(Dataset items)
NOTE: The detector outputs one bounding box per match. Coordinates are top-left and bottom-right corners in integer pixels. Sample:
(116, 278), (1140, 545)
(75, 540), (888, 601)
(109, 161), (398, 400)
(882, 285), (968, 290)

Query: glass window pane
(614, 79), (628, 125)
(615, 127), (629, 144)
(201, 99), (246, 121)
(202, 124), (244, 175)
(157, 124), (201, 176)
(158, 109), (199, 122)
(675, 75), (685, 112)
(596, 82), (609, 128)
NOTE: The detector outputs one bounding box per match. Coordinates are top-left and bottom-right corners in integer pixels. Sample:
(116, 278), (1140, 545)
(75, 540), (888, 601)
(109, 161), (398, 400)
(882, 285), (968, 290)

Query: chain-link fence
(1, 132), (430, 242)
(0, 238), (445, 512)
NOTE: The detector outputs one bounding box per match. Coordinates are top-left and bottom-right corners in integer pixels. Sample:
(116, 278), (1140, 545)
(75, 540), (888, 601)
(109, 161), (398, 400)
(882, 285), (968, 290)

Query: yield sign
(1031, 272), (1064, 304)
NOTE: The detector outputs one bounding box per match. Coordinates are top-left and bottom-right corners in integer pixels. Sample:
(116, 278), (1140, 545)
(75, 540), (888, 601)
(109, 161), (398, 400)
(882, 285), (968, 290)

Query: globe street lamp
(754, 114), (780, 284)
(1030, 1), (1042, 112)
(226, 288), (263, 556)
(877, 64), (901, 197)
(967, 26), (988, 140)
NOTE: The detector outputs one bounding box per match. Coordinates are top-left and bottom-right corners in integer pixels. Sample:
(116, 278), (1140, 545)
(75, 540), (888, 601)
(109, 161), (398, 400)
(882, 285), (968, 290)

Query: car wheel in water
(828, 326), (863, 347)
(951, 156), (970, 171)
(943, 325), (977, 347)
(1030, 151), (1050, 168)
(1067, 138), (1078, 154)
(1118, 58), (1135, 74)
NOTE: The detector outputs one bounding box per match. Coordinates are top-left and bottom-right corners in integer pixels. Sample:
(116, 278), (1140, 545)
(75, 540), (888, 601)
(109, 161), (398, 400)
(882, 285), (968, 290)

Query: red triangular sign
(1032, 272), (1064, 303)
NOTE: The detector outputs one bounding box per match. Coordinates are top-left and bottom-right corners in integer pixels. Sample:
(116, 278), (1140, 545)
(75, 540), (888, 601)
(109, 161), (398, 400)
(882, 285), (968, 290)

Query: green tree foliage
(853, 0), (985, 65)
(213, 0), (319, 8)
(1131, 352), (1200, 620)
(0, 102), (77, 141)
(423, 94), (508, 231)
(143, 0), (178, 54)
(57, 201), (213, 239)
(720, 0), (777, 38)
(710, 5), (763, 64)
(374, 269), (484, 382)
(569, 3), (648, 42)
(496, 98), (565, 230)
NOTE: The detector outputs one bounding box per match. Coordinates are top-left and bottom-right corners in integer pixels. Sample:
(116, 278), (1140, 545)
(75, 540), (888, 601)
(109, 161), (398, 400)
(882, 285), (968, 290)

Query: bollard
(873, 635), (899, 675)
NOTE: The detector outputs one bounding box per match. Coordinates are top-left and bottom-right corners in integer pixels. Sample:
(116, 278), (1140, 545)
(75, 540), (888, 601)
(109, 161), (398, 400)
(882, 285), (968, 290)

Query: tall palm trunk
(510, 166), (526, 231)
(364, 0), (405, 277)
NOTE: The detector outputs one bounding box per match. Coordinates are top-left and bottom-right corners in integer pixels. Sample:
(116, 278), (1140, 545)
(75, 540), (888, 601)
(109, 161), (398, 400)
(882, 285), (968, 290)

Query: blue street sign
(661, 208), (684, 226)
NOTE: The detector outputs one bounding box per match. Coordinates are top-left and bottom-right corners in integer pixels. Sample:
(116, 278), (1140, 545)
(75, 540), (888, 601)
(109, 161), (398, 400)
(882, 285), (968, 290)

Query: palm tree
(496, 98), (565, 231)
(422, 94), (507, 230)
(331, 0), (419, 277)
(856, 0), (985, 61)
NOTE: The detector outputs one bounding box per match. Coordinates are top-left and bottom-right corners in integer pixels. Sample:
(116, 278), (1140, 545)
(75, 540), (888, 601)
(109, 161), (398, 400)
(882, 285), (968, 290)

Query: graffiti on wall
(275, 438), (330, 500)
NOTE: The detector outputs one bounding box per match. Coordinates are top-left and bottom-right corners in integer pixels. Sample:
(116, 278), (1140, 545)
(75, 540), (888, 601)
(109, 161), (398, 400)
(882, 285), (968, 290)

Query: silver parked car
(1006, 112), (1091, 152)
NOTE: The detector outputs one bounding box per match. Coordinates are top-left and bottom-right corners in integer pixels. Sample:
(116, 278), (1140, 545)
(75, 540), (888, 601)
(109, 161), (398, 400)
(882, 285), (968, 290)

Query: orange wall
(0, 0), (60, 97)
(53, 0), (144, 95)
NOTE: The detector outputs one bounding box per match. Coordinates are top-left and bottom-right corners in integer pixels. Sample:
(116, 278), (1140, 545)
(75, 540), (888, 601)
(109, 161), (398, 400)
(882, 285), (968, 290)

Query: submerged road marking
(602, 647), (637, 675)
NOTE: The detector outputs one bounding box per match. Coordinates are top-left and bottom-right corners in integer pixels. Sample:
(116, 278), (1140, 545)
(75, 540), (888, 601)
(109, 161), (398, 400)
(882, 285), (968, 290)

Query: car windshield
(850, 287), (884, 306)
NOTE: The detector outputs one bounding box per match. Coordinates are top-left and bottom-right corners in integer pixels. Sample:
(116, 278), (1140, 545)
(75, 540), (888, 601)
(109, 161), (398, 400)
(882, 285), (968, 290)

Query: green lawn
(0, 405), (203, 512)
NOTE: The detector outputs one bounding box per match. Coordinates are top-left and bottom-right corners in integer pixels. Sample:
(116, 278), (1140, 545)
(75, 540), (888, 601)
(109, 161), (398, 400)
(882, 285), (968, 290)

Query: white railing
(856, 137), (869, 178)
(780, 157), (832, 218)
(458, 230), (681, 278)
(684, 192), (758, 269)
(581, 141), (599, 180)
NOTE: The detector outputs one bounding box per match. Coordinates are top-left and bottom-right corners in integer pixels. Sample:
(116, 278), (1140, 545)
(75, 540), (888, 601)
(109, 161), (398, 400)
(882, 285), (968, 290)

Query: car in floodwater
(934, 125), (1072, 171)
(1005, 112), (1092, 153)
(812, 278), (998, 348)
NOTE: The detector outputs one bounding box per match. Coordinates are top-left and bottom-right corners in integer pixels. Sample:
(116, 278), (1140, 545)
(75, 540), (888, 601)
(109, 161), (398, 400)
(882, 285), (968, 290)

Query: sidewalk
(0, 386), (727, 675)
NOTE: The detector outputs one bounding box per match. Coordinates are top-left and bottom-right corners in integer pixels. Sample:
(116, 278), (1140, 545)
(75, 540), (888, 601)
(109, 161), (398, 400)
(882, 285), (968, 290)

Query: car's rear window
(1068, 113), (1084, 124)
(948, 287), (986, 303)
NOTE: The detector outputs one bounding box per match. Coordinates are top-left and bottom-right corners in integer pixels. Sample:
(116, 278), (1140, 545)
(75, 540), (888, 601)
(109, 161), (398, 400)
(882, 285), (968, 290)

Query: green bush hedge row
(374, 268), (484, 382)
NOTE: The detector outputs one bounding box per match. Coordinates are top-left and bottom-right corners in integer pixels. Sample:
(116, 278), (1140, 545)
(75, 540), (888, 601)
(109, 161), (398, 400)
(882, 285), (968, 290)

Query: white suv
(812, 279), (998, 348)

- TASK STATEMENT
Copy out every line of the data above, exactly as given.

- EXPECTED ANSWER
NOTE: The detector outputs one bounding box per match. Coordinates are top-left and bottom-right corners in integer pixels. Sample:
(116, 278), (1140, 545)
(75, 540), (888, 601)
(109, 161), (398, 400)
(882, 285), (968, 290)

Query: glass window pane
(614, 79), (628, 125)
(615, 127), (629, 144)
(201, 99), (246, 121)
(202, 124), (244, 175)
(157, 124), (201, 176)
(158, 109), (199, 122)
(675, 75), (685, 112)
(596, 82), (609, 128)
NOTE: The detector outputs one bounding box per match. Coordinates are top-left and bottom-right corners in integer pixels. Sample:
(116, 278), (1140, 545)
(75, 540), (888, 601)
(109, 161), (398, 400)
(882, 285), (968, 290)

Query: chain-link fence
(1, 132), (430, 242)
(0, 238), (445, 512)
NOTE: The detector outputs one bounding box per match. Coordinates are top-left and bottom-right corners in integer pixels. Sample:
(116, 278), (1140, 545)
(75, 540), (888, 601)
(109, 161), (398, 400)
(882, 285), (968, 290)

Query: yield sign
(1031, 272), (1064, 304)
NOTE: The detector outputs one bounding box per match. Coordinates are top-left and bottom-right corners in integer pixels. Sample:
(116, 278), (1140, 545)
(75, 540), (888, 601)
(109, 161), (398, 400)
(882, 285), (968, 290)

Query: globe street lamp
(754, 114), (780, 284)
(1030, 1), (1042, 112)
(226, 288), (263, 556)
(877, 64), (901, 197)
(967, 26), (988, 140)
NOTE: The detector outputs one bounding box per match. Coordinates are top-left and bottom-right corners in integer pixels. Sample:
(116, 278), (1140, 545)
(75, 540), (888, 601)
(109, 161), (398, 400)
(882, 285), (968, 290)

Query: car wheel in water
(828, 326), (863, 347)
(951, 156), (970, 171)
(943, 325), (977, 347)
(1030, 151), (1050, 168)
(1067, 138), (1078, 154)
(1118, 58), (1135, 74)
NOTE: The detector outputs one bounding box per match. Coordinates are top-left and bottom-right corners in integer pixels. Sample:
(116, 278), (1140, 545)
(75, 540), (888, 601)
(109, 161), (398, 400)
(882, 285), (968, 290)

Query: red triangular sign
(1032, 272), (1064, 303)
NOTE: The detector outputs one bounding box per match. Coordinates are top-left and bottom-right corners in integer pixels. Sample:
(116, 278), (1140, 545)
(75, 540), (888, 601)
(109, 161), (398, 400)
(882, 285), (968, 290)

Query: green tree foliage
(853, 0), (985, 65)
(213, 0), (319, 8)
(1131, 352), (1200, 620)
(0, 102), (77, 141)
(423, 94), (508, 231)
(143, 0), (178, 54)
(57, 201), (213, 239)
(720, 0), (777, 38)
(710, 5), (763, 64)
(374, 269), (484, 382)
(569, 3), (648, 42)
(496, 98), (565, 230)
NOTE: The detector outputs one bounding box per match. Coordinates are top-left and bottom-right corners in integer pixels. Sample:
(116, 278), (1140, 545)
(75, 540), (888, 601)
(109, 161), (398, 400)
(882, 285), (968, 290)

Query: bollard
(873, 635), (899, 675)
NOTE: The detector outputs one bounding box per match. Coordinates are top-left and bottom-right corners in integer pixels. Sample:
(116, 278), (1140, 545)
(75, 540), (888, 601)
(109, 161), (398, 400)
(882, 285), (968, 290)

Query: tall palm trunk
(510, 166), (526, 231)
(364, 0), (405, 277)
NOTE: The detector outputs one bounding box per match. Coordinates are top-left and bottom-right corners in integer pixels. Sample:
(116, 278), (1140, 545)
(75, 540), (888, 601)
(109, 161), (398, 400)
(882, 285), (968, 290)

Query: blue street sign
(661, 208), (684, 226)
NOTE: The detector outputs one bounding box per match. Coordinates are top-left and bottom-right corners in integer pixels. Sample:
(116, 278), (1140, 545)
(75, 540), (888, 601)
(109, 161), (398, 400)
(882, 285), (968, 290)

Query: palm tree
(496, 98), (565, 231)
(422, 94), (507, 230)
(331, 0), (419, 277)
(856, 0), (985, 61)
NOTE: The detector outputs one bounding box per match. Coordinates are top-left and bottom-right corners in integer pixels. Sample:
(116, 278), (1140, 545)
(75, 540), (888, 601)
(109, 161), (398, 400)
(882, 285), (968, 290)

Query: graffiti on wall
(275, 438), (330, 500)
NOTE: The detector outputs one bounding box per match. Coordinates are top-left and bottom-right corners in integer pixels. Sample:
(116, 278), (1140, 545)
(75, 540), (888, 601)
(109, 161), (398, 400)
(882, 285), (968, 290)

Query: silver parked car
(1006, 112), (1091, 152)
NOTE: The detector outputs one bounding box per match. Coordinates are top-left and bottom-right corners in integer pixels. Sample:
(116, 278), (1140, 545)
(75, 540), (888, 601)
(109, 161), (398, 400)
(882, 285), (968, 290)

Query: orange wall
(0, 0), (60, 97)
(53, 0), (144, 95)
NOTE: The detector outputs one bounding box per match. Coordinates are top-left and bottom-right corners in integer pixels. Sample:
(116, 278), (1140, 545)
(75, 540), (888, 601)
(109, 161), (398, 400)
(882, 285), (968, 290)

Query: submerged road marking
(602, 647), (637, 675)
NOTE: The detector outputs one bounding box per match. Coordinates are top-left and bottom-right corners in integer pixels. Sample:
(116, 278), (1140, 545)
(75, 540), (888, 601)
(109, 161), (398, 400)
(882, 285), (968, 290)

Query: car windshield
(850, 287), (884, 306)
NOTE: The detector outputs one bounding box per match. Coordinates are top-left and bottom-right corners in integer pixels. Sample:
(116, 278), (1140, 545)
(75, 540), (888, 601)
(109, 161), (398, 400)
(882, 285), (968, 290)

Query: green lawn
(0, 405), (203, 512)
NOTE: The detector outputs one bounding box per match. Coordinates are top-left and bottom-right corners in integer pixels. Sample:
(116, 278), (1140, 545)
(75, 540), (888, 601)
(109, 161), (398, 400)
(882, 285), (968, 290)

Query: white railing
(856, 137), (869, 178)
(780, 157), (832, 218)
(458, 230), (681, 278)
(684, 192), (758, 269)
(581, 141), (599, 180)
NOTE: The detector outputs one bounding box per match. Coordinates are top-left and bottom-right corners in integer pixels. Sample:
(116, 278), (1140, 545)
(75, 540), (888, 601)
(109, 161), (398, 400)
(882, 285), (968, 290)

Query: car in floodwater
(934, 125), (1072, 171)
(1005, 112), (1092, 153)
(812, 278), (998, 348)
NOTE: The detector outputs one bounding box per match. Coordinates are top-left and bottom-right corners in integer pixels. Sample:
(116, 278), (1140, 545)
(75, 540), (888, 601)
(109, 161), (398, 400)
(882, 285), (968, 290)

Query: sidewalk
(0, 386), (727, 675)
NOTE: The detector outputs one bounding box per match. Coordinates are top-left and bottom-right corners in integer pixels. Sample:
(116, 278), (1140, 545)
(75, 540), (888, 601)
(109, 161), (398, 400)
(882, 285), (968, 290)

Query: car's rear window
(1068, 113), (1084, 124)
(948, 287), (986, 303)
NOTE: The detector outputs one bounding box per match. Coordinates are top-left and bottom-right corners in integer pixels. Sample:
(116, 278), (1140, 545)
(75, 540), (888, 601)
(109, 161), (398, 400)
(882, 285), (968, 290)

Query: green bush hedge row
(374, 268), (484, 382)
NOTE: The detector outputs one bounding box per match. Coordinates are top-left and bottom-right corners in integer pixels. Sample:
(116, 278), (1140, 545)
(75, 540), (888, 601)
(109, 161), (398, 400)
(882, 285), (968, 290)

Query: white suv
(812, 279), (998, 348)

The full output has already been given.